◆ **Dataset records**:

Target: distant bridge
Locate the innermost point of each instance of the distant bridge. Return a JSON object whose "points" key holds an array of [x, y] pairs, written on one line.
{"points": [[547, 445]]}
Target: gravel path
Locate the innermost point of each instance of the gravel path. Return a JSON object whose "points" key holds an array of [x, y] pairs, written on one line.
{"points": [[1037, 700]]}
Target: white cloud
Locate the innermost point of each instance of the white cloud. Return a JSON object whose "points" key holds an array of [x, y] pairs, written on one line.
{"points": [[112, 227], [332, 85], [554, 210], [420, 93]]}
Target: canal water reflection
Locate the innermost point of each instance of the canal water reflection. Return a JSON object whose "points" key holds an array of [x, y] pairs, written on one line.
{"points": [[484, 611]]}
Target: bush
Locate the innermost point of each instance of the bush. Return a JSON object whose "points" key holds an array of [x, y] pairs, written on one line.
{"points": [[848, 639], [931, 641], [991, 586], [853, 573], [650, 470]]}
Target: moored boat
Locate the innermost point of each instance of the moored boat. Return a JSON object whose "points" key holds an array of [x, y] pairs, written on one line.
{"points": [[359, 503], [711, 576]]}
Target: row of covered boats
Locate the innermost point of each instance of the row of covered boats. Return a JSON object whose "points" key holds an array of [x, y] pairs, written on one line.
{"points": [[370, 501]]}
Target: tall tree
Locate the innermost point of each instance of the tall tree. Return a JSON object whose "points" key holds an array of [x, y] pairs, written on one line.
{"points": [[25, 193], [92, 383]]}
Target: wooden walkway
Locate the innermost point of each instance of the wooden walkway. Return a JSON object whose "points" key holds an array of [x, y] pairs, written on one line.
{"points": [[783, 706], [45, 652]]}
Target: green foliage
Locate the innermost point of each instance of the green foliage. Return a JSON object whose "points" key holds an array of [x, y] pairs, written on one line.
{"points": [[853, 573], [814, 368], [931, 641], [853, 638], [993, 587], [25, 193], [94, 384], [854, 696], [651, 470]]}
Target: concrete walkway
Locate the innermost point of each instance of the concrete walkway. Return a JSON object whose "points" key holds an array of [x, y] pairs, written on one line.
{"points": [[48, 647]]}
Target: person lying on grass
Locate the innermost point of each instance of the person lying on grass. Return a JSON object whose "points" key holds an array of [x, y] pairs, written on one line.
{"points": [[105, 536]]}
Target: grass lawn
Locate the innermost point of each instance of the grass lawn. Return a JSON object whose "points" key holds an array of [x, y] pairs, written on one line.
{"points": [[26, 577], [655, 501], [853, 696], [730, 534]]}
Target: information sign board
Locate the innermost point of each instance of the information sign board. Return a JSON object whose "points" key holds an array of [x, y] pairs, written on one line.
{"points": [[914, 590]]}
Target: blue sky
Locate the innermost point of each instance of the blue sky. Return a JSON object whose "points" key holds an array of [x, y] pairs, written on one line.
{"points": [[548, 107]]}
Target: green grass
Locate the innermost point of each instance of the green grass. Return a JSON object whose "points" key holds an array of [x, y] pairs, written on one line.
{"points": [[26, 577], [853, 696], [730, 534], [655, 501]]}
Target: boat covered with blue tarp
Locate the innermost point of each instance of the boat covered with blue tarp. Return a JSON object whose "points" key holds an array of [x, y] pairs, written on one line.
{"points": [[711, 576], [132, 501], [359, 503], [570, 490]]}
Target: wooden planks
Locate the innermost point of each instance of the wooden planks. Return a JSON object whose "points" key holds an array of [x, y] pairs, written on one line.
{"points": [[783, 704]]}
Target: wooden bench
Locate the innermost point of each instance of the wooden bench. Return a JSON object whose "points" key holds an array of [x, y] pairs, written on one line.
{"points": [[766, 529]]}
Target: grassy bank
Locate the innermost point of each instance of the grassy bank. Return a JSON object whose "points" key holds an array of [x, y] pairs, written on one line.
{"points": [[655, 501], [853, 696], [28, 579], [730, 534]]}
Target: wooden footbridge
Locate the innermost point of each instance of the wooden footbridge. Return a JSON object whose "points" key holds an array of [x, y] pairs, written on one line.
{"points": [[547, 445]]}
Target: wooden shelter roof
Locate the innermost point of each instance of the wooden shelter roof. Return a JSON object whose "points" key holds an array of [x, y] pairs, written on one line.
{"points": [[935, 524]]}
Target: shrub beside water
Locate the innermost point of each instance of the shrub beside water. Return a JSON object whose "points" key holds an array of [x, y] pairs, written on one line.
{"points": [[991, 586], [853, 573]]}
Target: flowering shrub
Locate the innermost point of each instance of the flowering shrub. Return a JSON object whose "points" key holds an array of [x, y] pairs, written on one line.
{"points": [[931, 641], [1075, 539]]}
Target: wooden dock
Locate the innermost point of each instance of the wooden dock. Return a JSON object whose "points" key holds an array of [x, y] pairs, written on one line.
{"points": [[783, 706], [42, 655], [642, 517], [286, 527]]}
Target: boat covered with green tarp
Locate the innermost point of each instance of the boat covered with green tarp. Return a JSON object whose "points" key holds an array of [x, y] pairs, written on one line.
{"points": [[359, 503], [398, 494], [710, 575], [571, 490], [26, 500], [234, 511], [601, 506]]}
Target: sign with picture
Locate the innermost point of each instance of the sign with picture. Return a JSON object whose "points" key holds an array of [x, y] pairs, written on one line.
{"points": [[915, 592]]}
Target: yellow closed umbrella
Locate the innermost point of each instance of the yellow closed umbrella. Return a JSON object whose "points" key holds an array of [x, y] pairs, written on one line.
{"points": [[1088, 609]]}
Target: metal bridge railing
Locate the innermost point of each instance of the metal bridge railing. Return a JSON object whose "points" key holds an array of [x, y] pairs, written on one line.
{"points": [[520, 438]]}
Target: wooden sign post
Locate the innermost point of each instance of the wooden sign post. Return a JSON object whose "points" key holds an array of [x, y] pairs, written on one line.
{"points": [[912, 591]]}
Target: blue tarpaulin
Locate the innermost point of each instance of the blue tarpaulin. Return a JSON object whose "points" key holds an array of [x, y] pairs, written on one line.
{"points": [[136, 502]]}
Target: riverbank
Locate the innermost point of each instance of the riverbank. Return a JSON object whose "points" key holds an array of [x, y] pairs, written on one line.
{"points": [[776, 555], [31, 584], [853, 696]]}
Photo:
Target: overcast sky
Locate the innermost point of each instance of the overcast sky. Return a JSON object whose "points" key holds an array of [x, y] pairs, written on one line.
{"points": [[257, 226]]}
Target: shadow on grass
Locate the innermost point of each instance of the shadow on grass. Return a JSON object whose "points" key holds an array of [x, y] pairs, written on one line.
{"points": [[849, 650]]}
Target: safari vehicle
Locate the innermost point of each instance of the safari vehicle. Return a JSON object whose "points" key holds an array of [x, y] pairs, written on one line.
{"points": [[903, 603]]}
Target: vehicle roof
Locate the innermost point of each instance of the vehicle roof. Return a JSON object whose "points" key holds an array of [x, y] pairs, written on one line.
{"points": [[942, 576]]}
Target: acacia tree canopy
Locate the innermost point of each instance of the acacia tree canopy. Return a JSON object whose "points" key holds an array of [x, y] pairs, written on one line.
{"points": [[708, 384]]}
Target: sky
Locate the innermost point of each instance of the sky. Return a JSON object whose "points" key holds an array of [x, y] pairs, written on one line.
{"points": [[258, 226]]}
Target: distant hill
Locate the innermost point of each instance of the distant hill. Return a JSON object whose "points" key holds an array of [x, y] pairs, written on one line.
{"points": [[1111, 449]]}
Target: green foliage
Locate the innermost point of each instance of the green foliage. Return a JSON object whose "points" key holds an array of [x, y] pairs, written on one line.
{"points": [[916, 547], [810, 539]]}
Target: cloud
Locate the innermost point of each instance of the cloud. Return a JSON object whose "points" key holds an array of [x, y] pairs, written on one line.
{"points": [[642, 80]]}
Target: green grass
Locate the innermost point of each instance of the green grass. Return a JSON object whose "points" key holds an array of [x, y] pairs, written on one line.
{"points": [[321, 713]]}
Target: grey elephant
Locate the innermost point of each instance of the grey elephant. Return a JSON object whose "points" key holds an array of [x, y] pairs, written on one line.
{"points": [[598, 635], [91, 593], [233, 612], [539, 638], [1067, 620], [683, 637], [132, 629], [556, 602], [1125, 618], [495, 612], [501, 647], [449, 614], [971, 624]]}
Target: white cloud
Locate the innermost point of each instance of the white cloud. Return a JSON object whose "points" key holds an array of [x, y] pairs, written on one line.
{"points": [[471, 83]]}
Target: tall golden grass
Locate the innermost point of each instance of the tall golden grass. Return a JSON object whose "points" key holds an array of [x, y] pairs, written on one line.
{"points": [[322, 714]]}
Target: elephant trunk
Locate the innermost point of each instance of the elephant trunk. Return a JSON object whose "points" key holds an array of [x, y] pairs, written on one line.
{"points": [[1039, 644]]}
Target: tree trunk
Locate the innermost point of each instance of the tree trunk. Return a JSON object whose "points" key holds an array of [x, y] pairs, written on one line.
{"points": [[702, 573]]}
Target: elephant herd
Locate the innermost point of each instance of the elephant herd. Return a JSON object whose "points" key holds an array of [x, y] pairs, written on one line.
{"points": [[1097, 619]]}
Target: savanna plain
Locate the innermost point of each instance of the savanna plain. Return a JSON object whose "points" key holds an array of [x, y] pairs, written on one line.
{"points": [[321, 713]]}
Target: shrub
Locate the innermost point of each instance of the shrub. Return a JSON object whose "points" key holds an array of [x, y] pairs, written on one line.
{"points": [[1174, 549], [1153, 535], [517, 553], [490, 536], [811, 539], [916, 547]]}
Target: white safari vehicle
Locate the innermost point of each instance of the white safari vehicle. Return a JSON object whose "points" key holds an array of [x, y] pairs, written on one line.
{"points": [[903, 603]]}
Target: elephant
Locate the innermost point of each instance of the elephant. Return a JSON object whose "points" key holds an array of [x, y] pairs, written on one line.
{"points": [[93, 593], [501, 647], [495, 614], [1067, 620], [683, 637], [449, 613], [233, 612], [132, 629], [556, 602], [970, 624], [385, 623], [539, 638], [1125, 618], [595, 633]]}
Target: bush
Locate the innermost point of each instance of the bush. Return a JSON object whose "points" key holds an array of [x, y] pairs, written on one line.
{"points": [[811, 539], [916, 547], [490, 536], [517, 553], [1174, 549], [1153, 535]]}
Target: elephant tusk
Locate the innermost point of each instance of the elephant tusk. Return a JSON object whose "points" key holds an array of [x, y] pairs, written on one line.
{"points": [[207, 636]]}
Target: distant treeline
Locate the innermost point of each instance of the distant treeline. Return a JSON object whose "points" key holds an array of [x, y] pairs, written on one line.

◆ **Exercise details**:
Starting at the line with "Target: elephant tusk", copy every line up to and including the last one in the entries above.

◆ **Task output**:
Target: elephant tusk
Locate the innermost point of each instance of the elephant tusk. Return a JSON object whose "points" key holds an array of [x, y] pairs, written on one line.
{"points": [[207, 636]]}
Target: distant treeline
Locate the innermost point of each instance of the distant treeline. Return a JSON object whose "points" key holds an array of [x, y] pairs, written on one line.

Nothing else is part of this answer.